## [TASK DESCRIPTION]
For this exercise, write out each entry below exactly as it reads.

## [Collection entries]
▼

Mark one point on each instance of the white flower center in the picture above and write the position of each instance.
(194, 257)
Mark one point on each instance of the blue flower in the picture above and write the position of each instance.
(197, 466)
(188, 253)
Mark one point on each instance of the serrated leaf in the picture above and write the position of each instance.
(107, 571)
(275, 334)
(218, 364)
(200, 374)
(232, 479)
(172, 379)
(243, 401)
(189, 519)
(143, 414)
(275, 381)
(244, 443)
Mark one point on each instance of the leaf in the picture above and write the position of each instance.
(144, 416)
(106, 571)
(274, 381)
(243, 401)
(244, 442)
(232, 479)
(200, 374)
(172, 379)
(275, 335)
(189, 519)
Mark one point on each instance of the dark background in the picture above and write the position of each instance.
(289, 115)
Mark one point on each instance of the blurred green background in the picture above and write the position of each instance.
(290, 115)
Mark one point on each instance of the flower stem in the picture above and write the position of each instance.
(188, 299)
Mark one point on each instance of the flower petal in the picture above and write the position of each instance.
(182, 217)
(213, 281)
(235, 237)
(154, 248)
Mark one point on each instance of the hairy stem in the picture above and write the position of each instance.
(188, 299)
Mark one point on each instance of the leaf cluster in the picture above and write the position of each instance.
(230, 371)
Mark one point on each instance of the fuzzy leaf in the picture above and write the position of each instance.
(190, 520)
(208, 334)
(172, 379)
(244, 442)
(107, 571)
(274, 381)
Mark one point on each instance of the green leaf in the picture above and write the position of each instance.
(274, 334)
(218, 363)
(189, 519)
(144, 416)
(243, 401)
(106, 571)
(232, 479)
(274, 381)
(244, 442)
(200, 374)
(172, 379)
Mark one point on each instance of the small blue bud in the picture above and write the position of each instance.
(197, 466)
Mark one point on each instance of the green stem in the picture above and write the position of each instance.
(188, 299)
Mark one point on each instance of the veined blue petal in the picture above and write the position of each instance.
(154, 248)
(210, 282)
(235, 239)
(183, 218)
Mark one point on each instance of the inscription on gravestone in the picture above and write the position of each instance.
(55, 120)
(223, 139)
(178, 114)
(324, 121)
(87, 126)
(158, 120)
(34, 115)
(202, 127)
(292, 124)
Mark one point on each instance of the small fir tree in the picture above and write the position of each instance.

▲

## [RESULT FOR THIS TASK]
Mark one point on each instance of the white flower center in the picture above and write the position of each instance.
(194, 257)
Mark one point on each instance of the blue flower in the picture above and write the position of each instance.
(197, 466)
(188, 253)
Mark one point on each instance of the serrated leaf in the picture above and write the position of each instance.
(107, 571)
(275, 334)
(218, 364)
(200, 374)
(232, 479)
(172, 379)
(243, 401)
(189, 519)
(143, 414)
(275, 381)
(244, 443)
Mark one point on each instance of the leaf in the picture above and write the position of each instance.
(144, 416)
(106, 571)
(274, 381)
(243, 401)
(244, 442)
(232, 479)
(200, 374)
(172, 379)
(275, 335)
(189, 519)
Mark one point on each instance of the dark background in the picture above and write the position of each instance.
(289, 115)
Mark one point on each instance of the blurred green background in the picture above and write the position of each instance.
(290, 115)
Mark one point on each instance of the flower stem in the picture above and write the position of each instance.
(188, 299)
Mark one point on each instance of the flower petal in the picture above and write the position of each instance.
(182, 217)
(213, 281)
(235, 237)
(154, 248)
Mark one point on each instance of the hairy stem in the picture above and write the position of each instance.
(188, 299)
Mark one point on each instance of the leaf cluster in the picture above and write the position of each instance.
(230, 371)
Mark one point on each instance of the fuzzy leaf in the picture above and write the position of each instance.
(190, 520)
(208, 334)
(172, 379)
(244, 442)
(107, 571)
(274, 381)
Mark one point on each instance of the green leaf in the picture above and write the position of each instance.
(274, 334)
(218, 363)
(189, 519)
(144, 416)
(243, 401)
(106, 571)
(232, 479)
(274, 381)
(244, 442)
(200, 374)
(172, 379)
Mark one point on each instance of the small blue bud in the picture above and write the position of each instance.
(197, 466)
Mark one point on each instance of the green stem in the picture above and write the position of each instance.
(188, 299)
Mark one point on each instance of the veined blue petal in the picture above and write the position of each instance.
(154, 248)
(210, 282)
(235, 239)
(183, 218)
Mark one point on each instance of the inscription on gravestone in the picture above and write the position of each instance.
(55, 120)
(223, 139)
(178, 114)
(324, 121)
(87, 126)
(158, 120)
(34, 115)
(202, 127)
(292, 124)
Mark one point on each instance of the small fir tree in the picture above and write the position of each instance.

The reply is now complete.